Excerpted records:
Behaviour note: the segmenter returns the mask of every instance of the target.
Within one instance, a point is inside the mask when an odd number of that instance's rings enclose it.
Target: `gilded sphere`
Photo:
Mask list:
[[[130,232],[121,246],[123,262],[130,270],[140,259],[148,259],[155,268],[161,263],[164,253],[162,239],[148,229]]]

Aim of the exercise: Rewrite the entries above as a numbered list, leaving out any blank lines.

Completed task:
1. Behaviour note: the segmenter returns the mask of every instance of the target.
2. Within one instance, a point is inside the mask when an odd number of that instance's rings enclose it.
3. Target: `gilded sphere`
4. Photo:
5. Mask list:
6. [[[130,232],[121,246],[123,262],[130,270],[140,259],[148,259],[155,268],[161,263],[164,253],[162,239],[148,229]]]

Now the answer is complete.